_Extrait à lire_.
___
Une pénétration inédite des médicaments dans la mode
Un fait marquant lors des récents défilés de mode a été l’espace considérable occupé par les bancs, non pas en raison d’une affluence moindre, mais parce que beaucoup de personnes présentes semblent avoir considérablement réduit leur taille. Depuis que les médicaments amincissants ont gagné en popularité, les effets de l’Ozempic commencent à se faire sentir.
Une prise de médicament stigmatisée
L’Ozempic, également connu sous le nom de Wegovy pour sa version amaigrissante dérivée de la sémaglutide (initialement antidiabétique), s’est répandu dans un secteur qui a toujours valorisé la minceur. Pourtant, il est frappant de constater à quel point ceux qui ont perdu du poids restent discrets sur leur recours à ce médicament. Beaucoup d’individus, qu’ils soient stylistes ou rédacteurs, évoquent leurs régimes sans mentionner ces injections. Par exemple, un journaliste a affirmé avoir perdu 20 kg uniquement grâce à son alimentation, tout en laissant entendre à d’autres qu’il avait utilisé des injections pour ce faire. Ce silence renvoie à une crainte légitime d’être jugé.
Les enjeux économiques autour de l’Ozempic
Le fabricant Novo Nordisk, société pharmaceutique danoise, possède désormais une capitalisation boursière avoisinant 560 milliards de dollars. L’Ozempic a contribué à hauteur de 27 % de ses ventes nettes pour 2023. Cette situation a incité d’autres entreprises, telles qu’Eli Lilly, à entrer sur ce marché concurrentiel.
Un débat sur les coûts et les bénéfices
Le prix de ces traitements fait débat, notamment aux États-Unis où un patient peut débourser environ 969 dollars (876 euros) par mois, alors qu’en Allemagne, le coût n’est que de 59 euros. La demande est en hausse; 40 % des adultes américains souffrent d’obésité, un chiffre qui a légèrement baissé au cours des dernières années. Bien que l’on ne puisse pas établir de lien direct avec l’usage croissant de ces médicaments, une tendance inverse est observée pour la première fois.
Les conséquences financières de l’obésité sur les systèmes de santé dépassent largement les coûts des médicaments amaigrissants. Actuellement, l’Ozempic fait face à une pénurie mondiale, pénalisant les diabétiques pour qui il a initialement été conçu. De plus, peu d’études évaluent ses effets à long terme, bien que certaines montrent que de nombreux utilisateurs reprennent deux tiers du poids perdu après l’arrêt du traitement.
___
_Travail demandé_.
Poursuivez l'article sur l'Ozempic dans la mode en reprenant après sa dernière phrase.

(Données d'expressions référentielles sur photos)
___
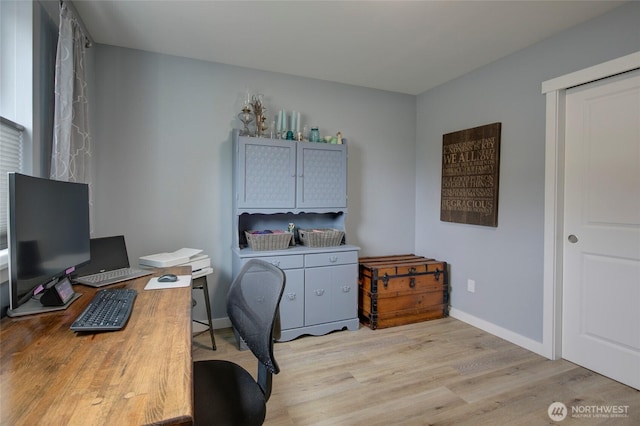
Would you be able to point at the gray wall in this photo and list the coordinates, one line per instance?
(506, 262)
(162, 143)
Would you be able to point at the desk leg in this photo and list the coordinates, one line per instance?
(205, 288)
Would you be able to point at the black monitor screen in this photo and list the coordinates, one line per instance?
(48, 232)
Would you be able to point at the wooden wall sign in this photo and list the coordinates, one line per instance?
(470, 175)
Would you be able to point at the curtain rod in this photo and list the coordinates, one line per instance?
(76, 15)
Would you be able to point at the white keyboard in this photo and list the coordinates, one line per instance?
(112, 277)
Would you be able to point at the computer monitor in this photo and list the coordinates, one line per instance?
(48, 237)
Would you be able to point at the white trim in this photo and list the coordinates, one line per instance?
(596, 72)
(508, 335)
(555, 90)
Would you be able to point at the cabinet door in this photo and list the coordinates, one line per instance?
(331, 294)
(292, 302)
(322, 175)
(266, 173)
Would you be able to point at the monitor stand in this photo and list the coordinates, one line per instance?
(33, 306)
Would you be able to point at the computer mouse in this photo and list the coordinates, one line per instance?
(168, 278)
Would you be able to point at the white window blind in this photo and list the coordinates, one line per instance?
(10, 161)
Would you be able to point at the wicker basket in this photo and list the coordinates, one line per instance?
(275, 241)
(321, 237)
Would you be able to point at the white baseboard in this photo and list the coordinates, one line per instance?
(503, 333)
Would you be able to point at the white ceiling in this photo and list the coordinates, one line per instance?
(400, 46)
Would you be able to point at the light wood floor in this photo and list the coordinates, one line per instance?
(441, 372)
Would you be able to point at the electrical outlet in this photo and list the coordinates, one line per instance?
(471, 286)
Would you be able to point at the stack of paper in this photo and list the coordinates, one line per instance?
(200, 263)
(165, 260)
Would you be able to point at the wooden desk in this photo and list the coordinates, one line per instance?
(138, 375)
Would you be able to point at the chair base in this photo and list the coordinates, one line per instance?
(226, 394)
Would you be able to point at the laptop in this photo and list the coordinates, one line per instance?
(109, 264)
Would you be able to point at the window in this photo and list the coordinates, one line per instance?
(10, 161)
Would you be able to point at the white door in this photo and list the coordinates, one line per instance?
(601, 279)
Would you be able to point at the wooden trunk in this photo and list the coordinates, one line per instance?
(401, 289)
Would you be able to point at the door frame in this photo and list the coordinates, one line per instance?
(555, 92)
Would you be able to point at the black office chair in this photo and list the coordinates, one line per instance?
(224, 392)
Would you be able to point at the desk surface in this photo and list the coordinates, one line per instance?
(138, 375)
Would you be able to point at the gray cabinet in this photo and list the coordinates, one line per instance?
(277, 182)
(277, 174)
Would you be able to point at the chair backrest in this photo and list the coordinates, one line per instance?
(253, 308)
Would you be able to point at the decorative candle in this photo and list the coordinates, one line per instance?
(293, 120)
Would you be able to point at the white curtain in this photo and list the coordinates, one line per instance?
(71, 151)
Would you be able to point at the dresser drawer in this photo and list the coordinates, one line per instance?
(282, 262)
(330, 258)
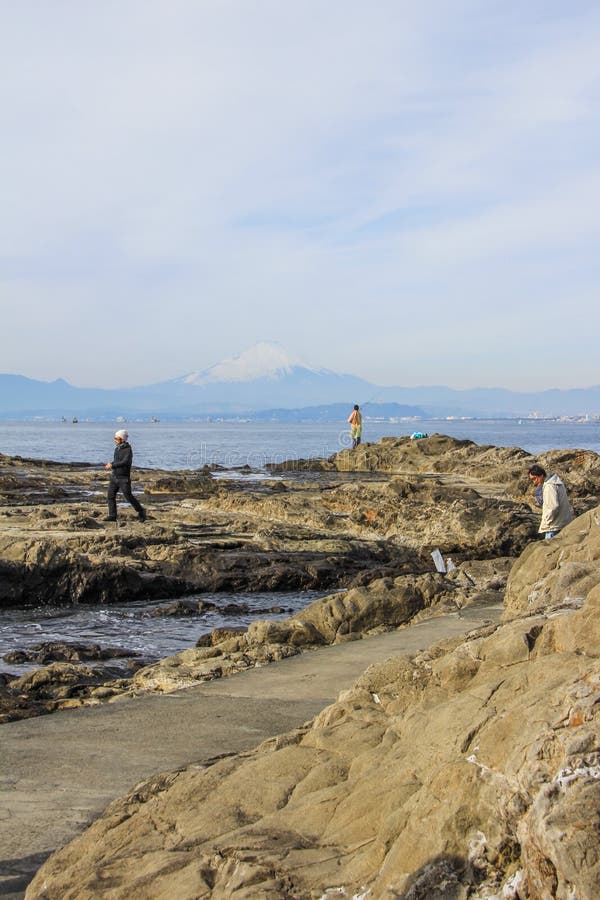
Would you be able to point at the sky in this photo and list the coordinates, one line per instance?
(403, 190)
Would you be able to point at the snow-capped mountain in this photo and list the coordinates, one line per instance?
(263, 360)
(263, 376)
(267, 378)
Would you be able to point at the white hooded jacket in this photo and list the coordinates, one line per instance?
(556, 509)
___
_Réponse rédigée_.
La dynamique de la minceur méritante
Malgré les bénéfices potentiels, nombreux sont ceux qui consomment ces médicaments sans être cliniquement obèses. Beaucoup cherchent simplement à atteindre une silhouette conforme aux standards de beauté des podiums. La pression sociale et culturelle reste forte, favorisant l’idée selon laquelle seuls ceux qui parviennent à perdre du poids par des efforts « mérités » sont dignes d’approbation. Les récits de célébrités comme Lizzo, qui a été louée pour son corps mais a récemment publié des photos de sa nouvelle silhouette, illustrent cette dynamique. Elle clame n’avoir recours à aucun médicament, mais les médias cherchent ardemment à lui faire admettre le contraire.
La stigmatisation entourant l’utilisation de l’Ozempic témoigne d’un préjugé persistant opposant ceux qui peuvent « maigrir par effort » à ceux qui utilisent des solutions médicales. Cela soulève des questions sur notre rapport à la taille et au poids dans la société actuelle.
La fin de l’inclusivité dans la mode
Bien que la diversité corporelle ait été mise en avant dans le secteur de la mode récemment, cette tendance semble s’amenuiser. Lors des derniers défilés, la présence d’un unique mannequin « hors gabarit » parmi une majorité de silhouettes minces illustre la régression de cette prise de conscience. Le monde de la mode semble toujours valoriser la minceur, tant qu’elle concerne les autres.